Once you reach the line that contains "Give one point for each instance of the roof", retype it and each later line exactly as written, stopping only at the end of the listing.

─── AVAILABLE DATA

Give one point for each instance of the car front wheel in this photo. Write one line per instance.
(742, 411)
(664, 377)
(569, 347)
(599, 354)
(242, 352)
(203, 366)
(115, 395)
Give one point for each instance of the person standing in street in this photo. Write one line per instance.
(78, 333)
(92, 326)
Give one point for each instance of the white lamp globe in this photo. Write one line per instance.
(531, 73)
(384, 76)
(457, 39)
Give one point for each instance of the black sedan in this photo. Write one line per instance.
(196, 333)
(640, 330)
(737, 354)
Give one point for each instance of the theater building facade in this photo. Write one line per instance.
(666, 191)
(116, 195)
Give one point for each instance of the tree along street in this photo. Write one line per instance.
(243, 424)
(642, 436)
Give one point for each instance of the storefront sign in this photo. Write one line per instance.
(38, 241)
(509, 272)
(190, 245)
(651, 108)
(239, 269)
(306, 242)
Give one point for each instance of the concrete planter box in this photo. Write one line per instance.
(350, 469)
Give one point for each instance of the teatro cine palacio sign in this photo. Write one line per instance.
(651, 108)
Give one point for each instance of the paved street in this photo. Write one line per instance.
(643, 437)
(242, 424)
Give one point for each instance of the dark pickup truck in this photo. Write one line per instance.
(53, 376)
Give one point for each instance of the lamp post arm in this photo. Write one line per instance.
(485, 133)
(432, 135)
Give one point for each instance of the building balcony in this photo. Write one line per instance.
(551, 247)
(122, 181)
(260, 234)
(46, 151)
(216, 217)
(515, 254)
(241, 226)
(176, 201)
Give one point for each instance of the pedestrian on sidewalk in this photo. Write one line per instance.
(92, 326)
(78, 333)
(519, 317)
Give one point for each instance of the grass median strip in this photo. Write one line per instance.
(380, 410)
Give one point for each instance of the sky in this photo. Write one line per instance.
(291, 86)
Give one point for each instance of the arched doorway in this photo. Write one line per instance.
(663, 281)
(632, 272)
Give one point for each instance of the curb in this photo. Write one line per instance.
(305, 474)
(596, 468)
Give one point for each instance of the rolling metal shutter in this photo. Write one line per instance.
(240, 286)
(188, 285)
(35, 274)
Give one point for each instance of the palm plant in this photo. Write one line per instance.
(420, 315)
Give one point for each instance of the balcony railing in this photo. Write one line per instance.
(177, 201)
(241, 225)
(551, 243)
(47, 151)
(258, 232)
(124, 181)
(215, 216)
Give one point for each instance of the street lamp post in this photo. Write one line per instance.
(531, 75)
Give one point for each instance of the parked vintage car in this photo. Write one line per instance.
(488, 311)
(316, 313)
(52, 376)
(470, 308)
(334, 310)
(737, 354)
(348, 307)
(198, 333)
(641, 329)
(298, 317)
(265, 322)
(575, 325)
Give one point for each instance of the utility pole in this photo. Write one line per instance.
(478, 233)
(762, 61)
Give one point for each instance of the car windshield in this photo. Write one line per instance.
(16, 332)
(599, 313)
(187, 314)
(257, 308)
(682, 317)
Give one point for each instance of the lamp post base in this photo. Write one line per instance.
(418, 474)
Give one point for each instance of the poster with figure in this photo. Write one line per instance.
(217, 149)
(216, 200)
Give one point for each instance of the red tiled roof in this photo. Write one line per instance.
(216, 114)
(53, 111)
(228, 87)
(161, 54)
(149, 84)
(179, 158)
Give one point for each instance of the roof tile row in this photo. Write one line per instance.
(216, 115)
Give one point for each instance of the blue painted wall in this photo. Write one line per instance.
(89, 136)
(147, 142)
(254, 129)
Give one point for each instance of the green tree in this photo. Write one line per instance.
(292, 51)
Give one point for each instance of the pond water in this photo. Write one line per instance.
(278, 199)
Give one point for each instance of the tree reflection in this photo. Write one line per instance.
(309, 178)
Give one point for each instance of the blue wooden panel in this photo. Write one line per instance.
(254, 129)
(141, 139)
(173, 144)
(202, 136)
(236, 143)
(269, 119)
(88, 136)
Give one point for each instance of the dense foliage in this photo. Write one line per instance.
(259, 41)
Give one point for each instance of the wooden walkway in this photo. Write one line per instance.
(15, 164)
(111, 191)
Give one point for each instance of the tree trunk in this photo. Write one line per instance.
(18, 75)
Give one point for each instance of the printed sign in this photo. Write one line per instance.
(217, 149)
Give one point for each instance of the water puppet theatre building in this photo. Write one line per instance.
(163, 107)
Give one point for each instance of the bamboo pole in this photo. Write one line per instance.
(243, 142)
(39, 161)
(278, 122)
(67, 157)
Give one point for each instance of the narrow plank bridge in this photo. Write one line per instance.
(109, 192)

──────

§ **WRITTEN SOLUTION**:
Give one point for each instance of the roof tile row in this photo. Write one line per instance.
(216, 115)
Give one point for each instance of the blue painted wall in this photo. Write one line per instance.
(89, 136)
(147, 142)
(254, 129)
Give one point for each instance of the green tree in this photo. Write one line per instance.
(292, 51)
Give one point for each instance of the pond water in this photo. Write one line per instance.
(278, 199)
Give one point for each instance of the tree reflection in this photo. Write one line per instance.
(309, 178)
Give one point for each instance of the blue wooden panel in this photo. Write one line per instance.
(254, 129)
(141, 139)
(173, 144)
(202, 136)
(236, 143)
(269, 119)
(88, 136)
Give one point for each instance of the dense foliage in this photo. Write one line per instance.
(259, 41)
Give one point for each instance of the wooden walkway in this photo. Write one line per instance.
(15, 164)
(111, 191)
Give one point for each instance of the tree trunk in this photo. Write one line per instance.
(18, 75)
Give one point for each instance of the printed sign in this photo. Write one line per instance.
(217, 149)
Give one point for each instance of the water puppet theatre building in this photo. Write one line per instance.
(163, 107)
Give one point for each instance of the bamboo pole in this photo. Write one line per instance.
(243, 142)
(39, 161)
(278, 122)
(67, 157)
Give one point for each instance of the narrow plank bridge in this photo. Write one line per instance.
(109, 192)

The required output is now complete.